- [INSTRUCTIONS FOR THE TASK] Tally the lines in the records below that contain the string "bear", treating uppercase and lowercase as different, and give only the resulting number.

- [MATERIAL FOR THE TASK]

######

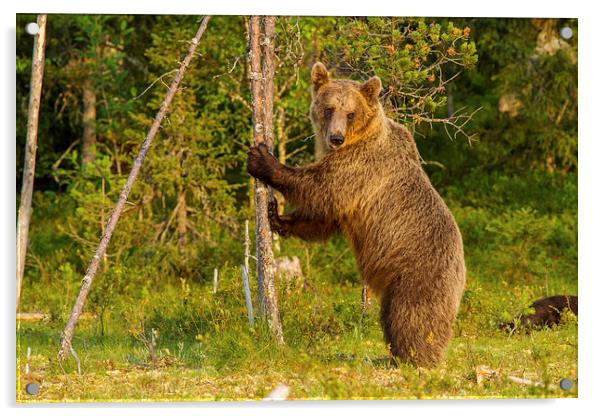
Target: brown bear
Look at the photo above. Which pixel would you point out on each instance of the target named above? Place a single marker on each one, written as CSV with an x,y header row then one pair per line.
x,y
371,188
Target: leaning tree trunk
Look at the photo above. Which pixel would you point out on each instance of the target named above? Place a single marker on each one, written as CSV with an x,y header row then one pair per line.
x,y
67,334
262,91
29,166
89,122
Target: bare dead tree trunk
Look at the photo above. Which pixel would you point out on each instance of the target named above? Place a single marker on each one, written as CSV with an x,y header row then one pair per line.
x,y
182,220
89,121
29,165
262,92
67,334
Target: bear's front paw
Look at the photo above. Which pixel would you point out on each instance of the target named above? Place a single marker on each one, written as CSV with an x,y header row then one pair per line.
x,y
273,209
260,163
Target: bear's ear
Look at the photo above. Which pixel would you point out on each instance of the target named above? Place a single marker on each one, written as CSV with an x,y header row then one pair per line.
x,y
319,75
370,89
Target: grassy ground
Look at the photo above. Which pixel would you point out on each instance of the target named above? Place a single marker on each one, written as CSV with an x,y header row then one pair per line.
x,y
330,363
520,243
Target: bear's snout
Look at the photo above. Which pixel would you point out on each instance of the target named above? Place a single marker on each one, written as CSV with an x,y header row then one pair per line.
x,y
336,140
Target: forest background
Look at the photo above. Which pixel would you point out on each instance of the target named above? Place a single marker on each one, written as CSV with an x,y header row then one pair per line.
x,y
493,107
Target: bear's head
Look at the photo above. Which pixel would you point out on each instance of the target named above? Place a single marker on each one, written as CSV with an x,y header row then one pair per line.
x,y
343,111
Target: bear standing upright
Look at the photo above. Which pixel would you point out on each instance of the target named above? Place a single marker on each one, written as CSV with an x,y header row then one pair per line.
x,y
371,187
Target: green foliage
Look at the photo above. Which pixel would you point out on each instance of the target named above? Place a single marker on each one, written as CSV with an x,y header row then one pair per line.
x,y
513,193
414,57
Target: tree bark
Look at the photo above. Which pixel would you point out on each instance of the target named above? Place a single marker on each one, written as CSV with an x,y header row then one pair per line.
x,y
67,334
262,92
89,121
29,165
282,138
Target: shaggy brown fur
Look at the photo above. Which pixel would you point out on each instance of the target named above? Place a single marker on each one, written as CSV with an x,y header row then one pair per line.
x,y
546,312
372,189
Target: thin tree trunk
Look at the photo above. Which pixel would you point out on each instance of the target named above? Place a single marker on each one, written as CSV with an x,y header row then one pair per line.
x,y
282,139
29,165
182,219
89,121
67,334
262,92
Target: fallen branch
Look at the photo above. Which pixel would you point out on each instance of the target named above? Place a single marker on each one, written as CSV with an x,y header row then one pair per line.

######

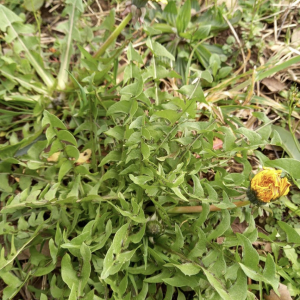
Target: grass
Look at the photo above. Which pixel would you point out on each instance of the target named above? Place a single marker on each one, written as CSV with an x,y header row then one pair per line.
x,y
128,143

######

- [RESULT] 6